BEGIN Provided text

One of the things that struck me about the old Empires was the military commitment. To take an example, since the British ruled the Punjab they got the duty to defend it against Pathan raiders. An ugly task that falls to whomever rules the Punjab. Using Punjab recruited sepoys makes sense; it is their home, but why English, Scots and Irish? The Punjab was than more than able to provide enough troops for it’s defense and pay for them. After WWII the overseas deployments were probably necessary because no one else could enforce a peace. But now the regional powers are able to keep the local peace, though Eurpope especially may need the kick of being told it’s their job of and we won’t do it for them.
And a basic fact of current American society is that once we clear Iraq and Afganistan no President will be politically able to launch another major expeditionary force for at least ten years, baring the actual use of Nuclear weapons or similar catastrophe. But pursuing a policy of reestablishing hegemony is the policy most likely to require a large expeditionary force to enforce the hegemony.

END Provided text
BEGIN Information given

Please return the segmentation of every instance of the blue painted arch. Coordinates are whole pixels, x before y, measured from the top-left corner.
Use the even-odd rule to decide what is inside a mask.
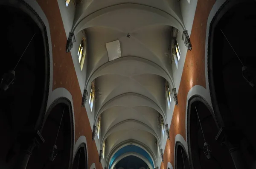
[[[122,154],[129,152],[135,152],[137,153],[140,154],[141,155],[144,156],[145,158],[148,159],[150,162],[150,163],[152,166],[154,167],[154,166],[153,163],[153,161],[147,152],[138,146],[129,145],[122,147],[115,153],[114,155],[113,155],[113,157],[110,160],[109,168],[111,168],[111,166],[115,160],[122,155]]]

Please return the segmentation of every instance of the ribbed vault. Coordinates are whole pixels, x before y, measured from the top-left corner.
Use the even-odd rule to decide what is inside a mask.
[[[84,30],[87,34],[85,89],[90,91],[93,82],[96,92],[91,112],[87,110],[93,126],[100,117],[97,143],[99,149],[104,146],[105,166],[119,149],[132,144],[146,151],[156,167],[158,145],[163,148],[166,142],[159,121],[167,124],[166,82],[170,90],[175,87],[166,54],[173,28],[186,30],[180,3],[89,0],[78,6],[76,13],[71,32],[76,35]],[[120,57],[110,60],[106,44],[116,40]]]

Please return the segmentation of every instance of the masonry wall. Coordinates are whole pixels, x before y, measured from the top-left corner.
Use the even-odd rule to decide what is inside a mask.
[[[174,167],[175,138],[181,135],[186,140],[186,110],[187,97],[189,90],[196,85],[206,88],[205,73],[205,48],[206,28],[208,16],[215,0],[198,0],[190,41],[192,49],[188,51],[177,93],[178,106],[175,106],[163,153],[164,163],[160,168],[167,169],[167,162]]]
[[[102,169],[99,154],[84,107],[81,107],[82,96],[70,53],[66,52],[67,37],[57,0],[37,0],[47,17],[50,27],[53,59],[52,91],[64,87],[71,94],[75,112],[75,142],[81,135],[86,137],[88,166],[95,163]],[[76,150],[74,150],[75,151]]]
[[[87,138],[88,166],[95,163],[97,169],[102,166],[99,162],[99,154],[84,107],[81,107],[82,96],[70,53],[66,53],[67,37],[57,0],[37,0],[49,21],[53,55],[52,90],[64,87],[71,94],[75,112],[76,142],[81,135]],[[206,27],[209,12],[215,0],[198,0],[190,40],[192,50],[188,51],[179,91],[179,105],[175,106],[164,152],[164,163],[161,169],[166,169],[167,162],[174,166],[175,138],[181,135],[186,140],[186,109],[188,92],[194,86],[206,87],[205,74],[205,45]]]

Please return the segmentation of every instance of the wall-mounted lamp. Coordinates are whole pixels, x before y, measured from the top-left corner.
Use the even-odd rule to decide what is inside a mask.
[[[172,94],[173,94],[173,99],[174,101],[175,102],[175,104],[177,106],[179,105],[179,102],[178,101],[178,97],[177,96],[177,93],[176,91],[176,88],[172,89]]]
[[[86,103],[86,97],[88,96],[88,92],[87,90],[84,90],[84,93],[82,97],[82,107],[84,107]]]

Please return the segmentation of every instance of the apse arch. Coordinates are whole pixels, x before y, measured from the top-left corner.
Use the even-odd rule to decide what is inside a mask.
[[[144,161],[148,165],[154,168],[153,160],[149,154],[141,148],[134,145],[127,145],[117,151],[109,161],[109,169],[113,169],[115,164],[122,159],[129,155],[133,155]]]
[[[94,18],[100,17],[109,12],[114,12],[117,11],[125,8],[136,9],[148,13],[154,13],[157,14],[160,17],[165,18],[169,20],[169,23],[167,23],[168,25],[174,26],[182,31],[186,30],[183,21],[179,18],[177,16],[175,17],[162,10],[145,5],[135,3],[124,3],[105,7],[88,14],[73,26],[71,30],[71,32],[76,34],[81,30],[88,27],[88,26],[86,25],[86,23],[93,20]]]
[[[134,145],[144,149],[148,153],[151,158],[153,160],[153,166],[155,167],[157,166],[157,158],[151,150],[144,143],[134,139],[126,140],[119,144],[115,147],[112,148],[111,149],[110,152],[108,153],[108,157],[107,157],[106,160],[106,164],[105,166],[109,166],[110,160],[118,150],[129,145]]]
[[[151,134],[152,134],[153,135],[154,135],[155,137],[155,138],[157,140],[157,141],[158,141],[158,142],[159,143],[159,144],[160,144],[160,146],[161,146],[161,147],[162,147],[161,141],[160,141],[160,139],[159,138],[158,135],[156,133],[155,131],[154,130],[153,130],[151,127],[150,127],[149,126],[147,125],[147,124],[146,124],[140,121],[139,121],[136,120],[134,120],[133,119],[127,119],[127,120],[123,121],[121,121],[120,122],[119,122],[119,123],[117,123],[117,124],[115,124],[114,126],[113,126],[112,127],[111,127],[110,129],[109,129],[108,130],[107,130],[107,132],[106,132],[105,134],[103,136],[103,138],[101,141],[100,147],[102,147],[102,145],[103,145],[103,143],[104,142],[104,141],[105,141],[105,140],[106,139],[107,139],[109,135],[110,135],[111,134],[112,134],[115,132],[116,132],[117,131],[114,131],[111,132],[111,130],[113,130],[115,129],[116,129],[116,128],[118,128],[119,127],[120,127],[120,126],[124,124],[125,123],[129,123],[129,122],[134,122],[136,123],[138,123],[139,124],[140,124],[142,126],[145,127],[145,129],[143,130],[143,129],[141,129],[140,130],[145,131],[147,132],[148,132],[150,133],[151,133]],[[146,129],[148,129],[148,130],[146,130]]]
[[[99,110],[98,110],[97,111],[97,113],[96,114],[95,118],[94,119],[94,125],[95,125],[95,124],[96,124],[96,123],[97,122],[97,120],[98,120],[98,118],[99,118],[99,115],[102,113],[104,112],[104,111],[105,111],[105,110],[106,110],[109,108],[110,108],[112,107],[114,107],[114,106],[123,106],[123,107],[125,107],[125,103],[122,102],[122,104],[123,104],[120,106],[119,104],[118,105],[118,103],[116,102],[115,103],[114,101],[116,101],[116,100],[117,100],[117,101],[120,101],[120,99],[122,99],[122,98],[123,98],[126,96],[138,97],[141,98],[142,100],[145,100],[145,101],[148,101],[148,102],[147,103],[148,103],[148,104],[147,105],[146,105],[145,106],[147,106],[147,107],[151,107],[151,108],[155,110],[157,112],[158,112],[162,115],[162,116],[163,118],[163,120],[164,120],[164,122],[165,124],[167,124],[167,121],[166,118],[166,113],[165,113],[165,112],[163,111],[163,109],[161,108],[161,107],[160,107],[160,105],[158,105],[157,103],[155,103],[155,102],[152,101],[151,99],[150,99],[144,96],[143,96],[143,95],[140,95],[140,94],[138,94],[138,93],[135,93],[130,92],[130,93],[123,93],[121,95],[117,96],[116,96],[115,97],[112,99],[111,100],[110,100],[108,102],[105,103],[105,104],[103,105],[99,108]],[[149,103],[151,103],[151,104],[149,104]],[[111,104],[112,104],[112,105],[111,105]]]
[[[142,70],[145,72],[141,73],[141,74],[154,74],[163,77],[167,80],[170,84],[172,85],[172,87],[175,87],[174,82],[171,75],[168,73],[167,71],[165,70],[163,68],[158,64],[151,61],[142,57],[134,56],[122,56],[119,58],[117,58],[111,62],[108,62],[105,63],[99,66],[94,70],[90,73],[89,77],[87,79],[85,83],[85,88],[87,89],[88,84],[97,77],[108,74],[116,74],[121,76],[125,76],[125,75],[121,74],[120,72],[116,72],[116,70],[118,67],[121,67],[122,66],[122,64],[126,64],[127,65],[127,63],[123,63],[123,62],[127,61],[133,62],[131,63],[132,65],[134,64],[138,64],[140,63],[141,65],[141,64],[145,65],[145,66],[151,66],[151,69],[154,70],[155,72],[151,70],[151,72],[148,71],[145,71],[145,70]],[[124,74],[124,73],[123,73]]]

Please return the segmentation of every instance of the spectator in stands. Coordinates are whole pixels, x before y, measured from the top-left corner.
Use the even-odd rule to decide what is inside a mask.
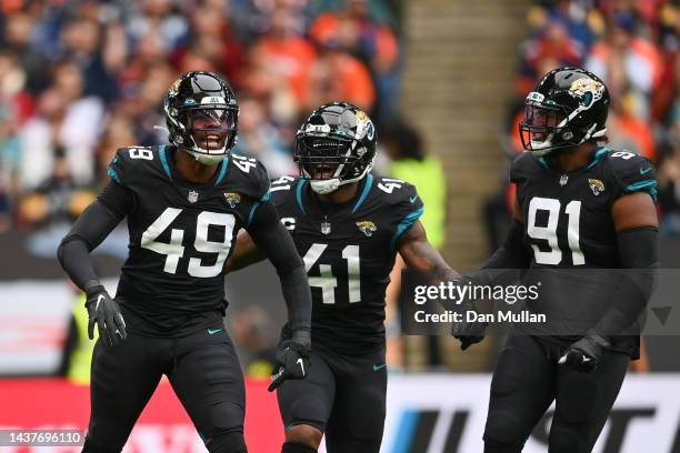
[[[326,37],[317,44],[319,59],[311,72],[307,110],[342,99],[372,112],[376,88],[366,64],[347,53],[337,38]]]
[[[680,109],[677,109],[669,143],[658,163],[659,205],[661,223],[659,232],[680,235]]]
[[[399,46],[389,27],[371,20],[368,3],[367,0],[344,0],[339,12],[319,16],[309,33],[317,42],[336,41],[369,69],[378,102],[373,118],[380,123],[397,109]]]
[[[44,90],[50,82],[49,72],[46,71],[48,60],[42,52],[33,46],[36,20],[24,11],[11,13],[6,21],[2,48],[11,50],[21,61],[27,76],[27,89],[37,94]]]
[[[78,184],[93,181],[93,151],[103,124],[103,104],[82,97],[82,72],[63,62],[54,70],[54,84],[39,101],[39,115],[21,129],[21,185],[34,189],[52,173],[54,150],[64,150]]]
[[[267,105],[256,98],[239,99],[239,143],[236,152],[258,159],[270,178],[297,171],[290,150],[277,128],[269,121]]]
[[[268,380],[271,376],[277,355],[274,332],[271,319],[258,305],[249,304],[232,313],[231,334],[247,378]]]
[[[632,114],[650,118],[649,97],[661,77],[657,48],[636,34],[636,19],[626,12],[609,19],[606,39],[592,47],[586,69],[606,81],[612,99],[629,95]]]
[[[271,17],[271,30],[254,43],[258,58],[274,77],[286,80],[298,108],[309,104],[308,87],[317,52],[302,37],[302,23],[292,8],[280,6]]]
[[[404,120],[391,121],[381,131],[379,140],[390,160],[388,175],[410,182],[418,188],[418,194],[426,205],[420,221],[428,232],[430,243],[441,251],[446,238],[448,187],[443,165],[438,158],[427,152],[418,130]],[[401,270],[404,268],[403,260],[398,255],[386,293],[386,326],[390,366],[402,365],[398,296],[401,286]],[[428,353],[429,365],[442,365],[437,336],[428,336]]]
[[[73,20],[63,29],[62,42],[64,51],[61,59],[76,64],[82,73],[83,94],[97,97],[104,102],[114,100],[118,97],[118,82],[116,74],[104,63],[102,28],[99,22],[86,18]],[[120,46],[116,34],[110,34],[107,43]],[[119,60],[110,61],[113,64],[111,70],[119,69]]]

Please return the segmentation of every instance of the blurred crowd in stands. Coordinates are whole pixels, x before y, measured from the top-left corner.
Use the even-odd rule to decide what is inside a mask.
[[[291,142],[319,104],[380,125],[396,111],[400,2],[0,0],[0,232],[68,222],[117,148],[167,142],[160,107],[183,71],[224,74],[237,152],[297,172]]]
[[[680,234],[680,2],[539,0],[527,22],[507,151],[522,150],[518,124],[538,78],[560,66],[586,68],[612,98],[608,147],[657,163],[661,231]]]

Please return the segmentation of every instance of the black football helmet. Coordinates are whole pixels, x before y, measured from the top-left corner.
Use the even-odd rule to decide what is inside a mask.
[[[220,76],[192,71],[177,79],[163,104],[170,143],[204,164],[224,159],[237,143],[239,104]]]
[[[317,193],[360,181],[376,161],[376,127],[368,114],[348,102],[321,105],[296,134],[293,160],[300,177]]]
[[[546,155],[607,133],[609,91],[592,72],[558,68],[527,95],[520,137],[527,151]]]

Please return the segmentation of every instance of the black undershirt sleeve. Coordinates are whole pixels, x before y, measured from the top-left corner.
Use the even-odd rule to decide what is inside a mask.
[[[528,269],[531,264],[531,253],[524,246],[523,239],[524,225],[519,220],[513,219],[503,244],[487,260],[480,270],[467,276],[473,284],[478,285],[500,284],[499,279],[504,280],[501,278],[501,273],[489,272],[489,270]],[[511,274],[509,275],[511,280],[514,280],[514,276],[518,275],[516,272],[511,272]]]
[[[612,304],[594,328],[600,335],[640,334],[637,321],[653,293],[657,279],[657,235],[653,226],[617,233],[623,270]]]
[[[298,254],[290,233],[279,221],[273,203],[266,202],[258,209],[254,225],[248,232],[277,269],[290,329],[310,331],[312,300],[304,261]]]
[[[61,240],[57,258],[81,290],[84,290],[86,283],[98,280],[90,252],[120,223],[132,205],[132,192],[111,181]]]

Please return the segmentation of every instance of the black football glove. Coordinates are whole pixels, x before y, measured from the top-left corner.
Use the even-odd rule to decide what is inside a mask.
[[[602,359],[602,352],[609,345],[607,339],[590,330],[586,336],[567,348],[558,363],[569,365],[577,371],[590,373],[598,368]]]
[[[304,379],[309,373],[309,353],[311,351],[311,335],[307,330],[293,331],[290,340],[279,344],[274,373],[269,384],[273,392],[287,379]]]
[[[126,321],[118,303],[99,282],[86,284],[88,309],[88,336],[94,340],[94,324],[99,328],[99,338],[112,346],[128,338]]]
[[[456,283],[461,285],[467,284],[468,280],[463,278],[463,280],[456,281]],[[466,321],[466,312],[468,311],[477,312],[474,303],[470,300],[462,301],[461,304],[456,308],[456,312],[462,314],[462,321],[454,322],[453,325],[451,325],[451,335],[460,341],[460,349],[462,351],[467,350],[472,344],[477,344],[482,341],[487,334],[487,325],[489,324],[481,321]]]
[[[460,349],[464,351],[472,344],[477,344],[484,339],[484,335],[487,334],[487,322],[464,321],[463,312],[463,321],[453,323],[451,326],[451,335],[460,341]]]

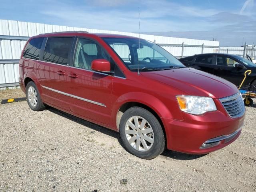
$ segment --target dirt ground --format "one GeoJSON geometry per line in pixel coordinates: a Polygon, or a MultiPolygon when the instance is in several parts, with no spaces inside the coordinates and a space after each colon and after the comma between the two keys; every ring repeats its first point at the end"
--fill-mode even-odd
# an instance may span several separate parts
{"type": "MultiPolygon", "coordinates": [[[[0,91],[0,100],[24,96],[0,91]]],[[[0,191],[256,191],[256,107],[246,107],[240,136],[224,148],[145,160],[106,128],[26,101],[0,104],[0,191]]]]}

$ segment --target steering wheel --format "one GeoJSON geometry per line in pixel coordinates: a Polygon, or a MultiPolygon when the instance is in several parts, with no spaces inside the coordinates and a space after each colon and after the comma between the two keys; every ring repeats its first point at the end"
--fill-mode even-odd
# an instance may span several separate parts
{"type": "Polygon", "coordinates": [[[128,56],[128,58],[129,59],[129,60],[131,63],[132,62],[132,56],[131,56],[130,53],[129,54],[129,55],[128,56]]]}
{"type": "Polygon", "coordinates": [[[149,57],[145,57],[143,59],[142,59],[142,61],[145,61],[147,60],[149,60],[150,62],[151,61],[151,59],[150,59],[149,57]]]}

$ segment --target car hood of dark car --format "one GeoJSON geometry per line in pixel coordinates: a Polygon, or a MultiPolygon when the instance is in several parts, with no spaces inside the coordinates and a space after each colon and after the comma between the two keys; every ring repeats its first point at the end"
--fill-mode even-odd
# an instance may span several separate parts
{"type": "Polygon", "coordinates": [[[237,93],[237,88],[222,78],[192,68],[141,73],[142,75],[183,91],[188,95],[220,98],[237,93]]]}

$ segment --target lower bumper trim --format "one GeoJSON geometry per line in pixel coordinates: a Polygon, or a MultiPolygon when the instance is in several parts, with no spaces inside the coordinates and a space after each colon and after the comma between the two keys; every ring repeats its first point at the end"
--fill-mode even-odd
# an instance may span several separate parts
{"type": "Polygon", "coordinates": [[[222,141],[224,140],[224,143],[226,143],[231,140],[236,136],[236,135],[242,129],[242,126],[234,132],[229,135],[222,135],[219,137],[213,138],[205,141],[201,147],[200,149],[206,149],[218,145],[222,141]]]}

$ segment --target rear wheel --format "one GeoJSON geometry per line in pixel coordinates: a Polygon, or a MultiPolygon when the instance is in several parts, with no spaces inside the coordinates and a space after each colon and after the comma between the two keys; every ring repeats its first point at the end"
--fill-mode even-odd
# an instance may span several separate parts
{"type": "Polygon", "coordinates": [[[164,135],[160,123],[143,108],[132,107],[124,112],[119,132],[125,148],[137,157],[151,159],[164,150],[164,135]]]}
{"type": "Polygon", "coordinates": [[[29,82],[26,88],[26,97],[29,107],[36,111],[45,109],[45,106],[42,101],[39,92],[35,83],[32,81],[29,82]]]}

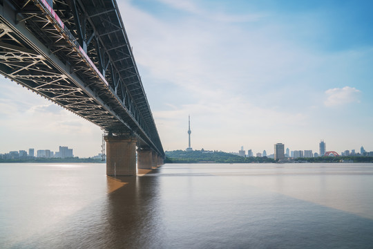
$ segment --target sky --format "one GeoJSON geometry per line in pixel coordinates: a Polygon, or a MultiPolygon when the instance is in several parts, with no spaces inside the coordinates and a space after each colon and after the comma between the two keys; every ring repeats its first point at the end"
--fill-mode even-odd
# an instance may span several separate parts
{"type": "MultiPolygon", "coordinates": [[[[164,150],[373,151],[373,1],[117,0],[164,150]]],[[[0,76],[0,153],[102,131],[0,76]]]]}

END Information given

**Exercises**
**a)** Rewrite the paragraph beginning "And a basic fact of current American society" from the passage on imperial military commitments as a brief bulleted list that keeps its main points.
**b)** From the passage on imperial military commitments, reproduce everything from "And a basic" down to "enforce the hegemony.".
None of these lines are needed for the work.

**Responses for each task**
**a)**
- Once the US is out of Iraq and Afghanistan, no President will be politically able to send another major expeditionary force abroad for at least ten years.
- The only exception would be an actual use of nuclear weapons or a similar catastrophe.
- A policy of reestablishing hegemony is the one most likely to need a large expeditionary force to enforce it.

**b)**
And a basic fact of current American society is that once we clear Iraq and Afganistan no President will be politically able to launch another major expeditionary force for at least ten years, baring the actual use of Nuclear weapons or similar catastrophe. But pursuing a policy of reestablishing hegemony is the policy most likely to require a large expeditionary force to enforce the hegemony.